| REQUIRED ACTION |
Copy each line below containing "water".

SOURCE MATERIAL START

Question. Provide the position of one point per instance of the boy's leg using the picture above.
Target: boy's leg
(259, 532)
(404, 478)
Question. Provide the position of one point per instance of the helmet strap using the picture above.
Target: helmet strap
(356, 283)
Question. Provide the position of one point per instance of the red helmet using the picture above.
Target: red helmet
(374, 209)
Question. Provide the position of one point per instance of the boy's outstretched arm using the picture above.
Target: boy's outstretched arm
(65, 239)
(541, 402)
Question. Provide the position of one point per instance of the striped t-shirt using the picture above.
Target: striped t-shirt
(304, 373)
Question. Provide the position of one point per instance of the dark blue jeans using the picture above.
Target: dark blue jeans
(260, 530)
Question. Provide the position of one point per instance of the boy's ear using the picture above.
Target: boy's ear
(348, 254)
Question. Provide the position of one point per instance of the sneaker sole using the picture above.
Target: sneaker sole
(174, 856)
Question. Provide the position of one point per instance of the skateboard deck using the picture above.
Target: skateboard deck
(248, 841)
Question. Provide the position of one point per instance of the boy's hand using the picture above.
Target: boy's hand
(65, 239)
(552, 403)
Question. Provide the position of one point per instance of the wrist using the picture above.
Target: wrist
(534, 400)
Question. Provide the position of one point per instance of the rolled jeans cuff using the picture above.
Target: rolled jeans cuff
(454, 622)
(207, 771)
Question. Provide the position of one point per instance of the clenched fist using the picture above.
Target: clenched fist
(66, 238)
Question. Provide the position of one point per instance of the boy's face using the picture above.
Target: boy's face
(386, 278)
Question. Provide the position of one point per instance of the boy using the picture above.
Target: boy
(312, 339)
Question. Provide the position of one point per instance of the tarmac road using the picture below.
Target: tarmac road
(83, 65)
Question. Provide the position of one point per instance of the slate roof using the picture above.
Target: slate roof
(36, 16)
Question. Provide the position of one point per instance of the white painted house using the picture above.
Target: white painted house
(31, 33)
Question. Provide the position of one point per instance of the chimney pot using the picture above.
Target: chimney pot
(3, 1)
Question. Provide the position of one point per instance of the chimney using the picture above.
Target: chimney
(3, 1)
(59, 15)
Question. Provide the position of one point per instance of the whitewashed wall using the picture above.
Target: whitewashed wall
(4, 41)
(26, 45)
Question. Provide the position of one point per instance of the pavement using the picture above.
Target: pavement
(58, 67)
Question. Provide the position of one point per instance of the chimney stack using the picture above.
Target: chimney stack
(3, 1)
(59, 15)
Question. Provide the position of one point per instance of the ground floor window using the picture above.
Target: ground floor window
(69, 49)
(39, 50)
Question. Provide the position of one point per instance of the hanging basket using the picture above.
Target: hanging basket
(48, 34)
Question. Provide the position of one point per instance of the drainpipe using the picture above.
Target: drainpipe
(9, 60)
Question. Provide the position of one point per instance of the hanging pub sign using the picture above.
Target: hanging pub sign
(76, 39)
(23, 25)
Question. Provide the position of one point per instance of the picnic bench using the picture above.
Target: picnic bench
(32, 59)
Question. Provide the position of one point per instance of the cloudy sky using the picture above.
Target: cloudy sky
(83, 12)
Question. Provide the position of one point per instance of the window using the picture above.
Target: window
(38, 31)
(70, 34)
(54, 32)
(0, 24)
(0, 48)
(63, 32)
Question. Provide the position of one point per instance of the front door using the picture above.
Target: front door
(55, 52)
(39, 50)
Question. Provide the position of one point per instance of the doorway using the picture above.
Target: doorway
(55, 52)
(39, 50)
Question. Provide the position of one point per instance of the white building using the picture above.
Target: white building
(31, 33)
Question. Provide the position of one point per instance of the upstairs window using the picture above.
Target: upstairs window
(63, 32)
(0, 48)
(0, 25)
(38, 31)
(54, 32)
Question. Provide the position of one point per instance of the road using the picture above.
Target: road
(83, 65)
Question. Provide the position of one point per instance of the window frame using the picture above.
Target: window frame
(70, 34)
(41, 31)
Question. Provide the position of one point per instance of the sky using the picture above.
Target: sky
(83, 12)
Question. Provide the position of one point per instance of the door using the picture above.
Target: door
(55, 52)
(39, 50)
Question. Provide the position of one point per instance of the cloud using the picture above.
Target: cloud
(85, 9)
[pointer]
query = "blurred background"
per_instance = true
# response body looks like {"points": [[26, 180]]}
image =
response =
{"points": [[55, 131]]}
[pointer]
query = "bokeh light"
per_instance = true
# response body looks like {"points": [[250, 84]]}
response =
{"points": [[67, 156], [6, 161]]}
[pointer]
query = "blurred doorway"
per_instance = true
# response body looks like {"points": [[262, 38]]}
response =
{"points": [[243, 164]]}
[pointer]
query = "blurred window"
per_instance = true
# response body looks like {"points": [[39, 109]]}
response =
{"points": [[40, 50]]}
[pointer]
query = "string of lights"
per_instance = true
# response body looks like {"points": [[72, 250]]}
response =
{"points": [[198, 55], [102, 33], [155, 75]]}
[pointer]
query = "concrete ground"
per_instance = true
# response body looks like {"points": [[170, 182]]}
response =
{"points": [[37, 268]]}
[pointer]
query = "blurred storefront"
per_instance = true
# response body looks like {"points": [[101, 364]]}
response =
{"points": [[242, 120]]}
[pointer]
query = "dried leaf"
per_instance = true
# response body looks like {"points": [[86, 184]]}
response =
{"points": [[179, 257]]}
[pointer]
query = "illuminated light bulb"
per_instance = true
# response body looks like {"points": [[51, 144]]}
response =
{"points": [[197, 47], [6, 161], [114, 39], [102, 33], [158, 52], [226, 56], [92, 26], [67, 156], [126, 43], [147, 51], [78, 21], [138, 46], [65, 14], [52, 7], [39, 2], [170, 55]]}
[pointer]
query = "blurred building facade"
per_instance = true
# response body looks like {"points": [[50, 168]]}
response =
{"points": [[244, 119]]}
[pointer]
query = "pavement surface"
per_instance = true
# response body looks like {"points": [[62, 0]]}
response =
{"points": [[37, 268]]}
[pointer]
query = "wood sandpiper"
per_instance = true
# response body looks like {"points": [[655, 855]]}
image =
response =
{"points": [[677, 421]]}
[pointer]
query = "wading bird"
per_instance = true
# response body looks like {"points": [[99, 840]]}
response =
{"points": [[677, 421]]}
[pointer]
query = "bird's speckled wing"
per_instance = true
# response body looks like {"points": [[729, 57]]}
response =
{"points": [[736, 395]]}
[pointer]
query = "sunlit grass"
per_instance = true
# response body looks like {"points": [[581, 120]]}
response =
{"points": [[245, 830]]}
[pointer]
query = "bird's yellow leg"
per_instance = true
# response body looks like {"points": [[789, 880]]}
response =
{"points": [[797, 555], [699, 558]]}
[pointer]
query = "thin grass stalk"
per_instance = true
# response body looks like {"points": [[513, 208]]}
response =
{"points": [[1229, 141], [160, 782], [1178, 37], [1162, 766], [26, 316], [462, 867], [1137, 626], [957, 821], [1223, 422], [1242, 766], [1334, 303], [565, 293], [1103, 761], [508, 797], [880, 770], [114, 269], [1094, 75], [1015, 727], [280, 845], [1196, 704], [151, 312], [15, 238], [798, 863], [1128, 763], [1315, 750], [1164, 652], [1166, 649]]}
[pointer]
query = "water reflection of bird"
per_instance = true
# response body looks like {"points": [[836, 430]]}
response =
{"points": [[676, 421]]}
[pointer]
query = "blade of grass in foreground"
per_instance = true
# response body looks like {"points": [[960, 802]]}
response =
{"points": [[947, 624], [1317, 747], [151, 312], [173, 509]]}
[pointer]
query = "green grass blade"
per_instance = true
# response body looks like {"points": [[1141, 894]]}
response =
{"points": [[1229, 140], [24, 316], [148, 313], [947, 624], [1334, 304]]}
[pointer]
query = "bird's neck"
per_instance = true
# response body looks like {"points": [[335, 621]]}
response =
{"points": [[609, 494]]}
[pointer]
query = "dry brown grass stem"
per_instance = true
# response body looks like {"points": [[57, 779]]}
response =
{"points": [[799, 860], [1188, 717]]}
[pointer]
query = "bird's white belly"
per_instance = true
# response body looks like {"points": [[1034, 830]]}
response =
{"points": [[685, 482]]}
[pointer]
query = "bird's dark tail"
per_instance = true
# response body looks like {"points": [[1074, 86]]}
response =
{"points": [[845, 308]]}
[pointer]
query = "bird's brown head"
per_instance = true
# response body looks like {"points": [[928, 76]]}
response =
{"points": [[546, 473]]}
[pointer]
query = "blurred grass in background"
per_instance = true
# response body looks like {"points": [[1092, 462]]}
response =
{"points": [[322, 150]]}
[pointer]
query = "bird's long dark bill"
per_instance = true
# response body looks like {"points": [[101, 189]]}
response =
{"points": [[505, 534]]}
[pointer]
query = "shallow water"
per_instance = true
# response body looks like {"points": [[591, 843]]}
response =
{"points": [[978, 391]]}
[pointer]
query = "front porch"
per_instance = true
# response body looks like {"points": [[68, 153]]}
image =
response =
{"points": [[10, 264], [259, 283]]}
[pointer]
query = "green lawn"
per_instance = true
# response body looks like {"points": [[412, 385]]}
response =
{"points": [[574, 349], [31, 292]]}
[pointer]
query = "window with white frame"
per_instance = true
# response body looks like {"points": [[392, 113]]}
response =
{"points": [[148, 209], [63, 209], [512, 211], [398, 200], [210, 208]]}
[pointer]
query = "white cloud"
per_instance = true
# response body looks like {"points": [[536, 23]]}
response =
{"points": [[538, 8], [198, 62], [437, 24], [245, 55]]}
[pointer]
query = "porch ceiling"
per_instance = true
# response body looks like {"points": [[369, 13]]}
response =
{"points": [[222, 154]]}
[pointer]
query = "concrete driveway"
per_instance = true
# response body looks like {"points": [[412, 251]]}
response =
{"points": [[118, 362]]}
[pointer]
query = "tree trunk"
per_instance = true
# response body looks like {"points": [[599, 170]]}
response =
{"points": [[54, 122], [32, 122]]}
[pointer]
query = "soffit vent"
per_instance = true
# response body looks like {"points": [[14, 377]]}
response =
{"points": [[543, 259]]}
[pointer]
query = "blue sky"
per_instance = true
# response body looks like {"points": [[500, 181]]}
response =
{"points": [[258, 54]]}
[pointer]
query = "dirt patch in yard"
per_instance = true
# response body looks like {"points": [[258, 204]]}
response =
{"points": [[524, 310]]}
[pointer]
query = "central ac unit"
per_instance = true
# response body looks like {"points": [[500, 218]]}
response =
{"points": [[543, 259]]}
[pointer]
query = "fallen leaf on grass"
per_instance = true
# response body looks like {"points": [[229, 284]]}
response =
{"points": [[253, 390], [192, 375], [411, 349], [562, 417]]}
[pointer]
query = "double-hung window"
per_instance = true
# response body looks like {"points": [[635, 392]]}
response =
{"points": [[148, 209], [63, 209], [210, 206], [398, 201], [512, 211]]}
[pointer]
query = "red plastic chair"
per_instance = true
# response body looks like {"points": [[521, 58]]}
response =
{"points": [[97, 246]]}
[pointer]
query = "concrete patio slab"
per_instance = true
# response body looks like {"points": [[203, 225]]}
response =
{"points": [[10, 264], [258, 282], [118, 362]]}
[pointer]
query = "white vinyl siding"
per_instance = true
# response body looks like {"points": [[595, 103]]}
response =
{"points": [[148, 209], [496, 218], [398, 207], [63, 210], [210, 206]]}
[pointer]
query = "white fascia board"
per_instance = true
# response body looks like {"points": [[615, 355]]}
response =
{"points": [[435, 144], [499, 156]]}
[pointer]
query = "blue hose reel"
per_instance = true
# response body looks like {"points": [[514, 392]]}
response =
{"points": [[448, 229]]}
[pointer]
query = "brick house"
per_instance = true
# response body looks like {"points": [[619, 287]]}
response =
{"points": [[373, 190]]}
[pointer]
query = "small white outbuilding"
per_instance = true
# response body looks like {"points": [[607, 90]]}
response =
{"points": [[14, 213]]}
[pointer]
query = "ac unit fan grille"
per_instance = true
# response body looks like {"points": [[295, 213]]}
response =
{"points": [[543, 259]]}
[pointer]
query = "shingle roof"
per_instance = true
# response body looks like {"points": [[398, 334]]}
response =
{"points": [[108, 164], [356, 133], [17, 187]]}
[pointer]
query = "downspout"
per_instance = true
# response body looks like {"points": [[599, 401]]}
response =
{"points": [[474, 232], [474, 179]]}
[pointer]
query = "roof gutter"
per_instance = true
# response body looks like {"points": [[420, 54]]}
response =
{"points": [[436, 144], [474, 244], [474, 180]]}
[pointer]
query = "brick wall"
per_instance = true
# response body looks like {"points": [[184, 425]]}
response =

SOURCE MATERIAL END

| EXERCISE OUTPUT |
query = "water reflection of bird"
query = "shallow water"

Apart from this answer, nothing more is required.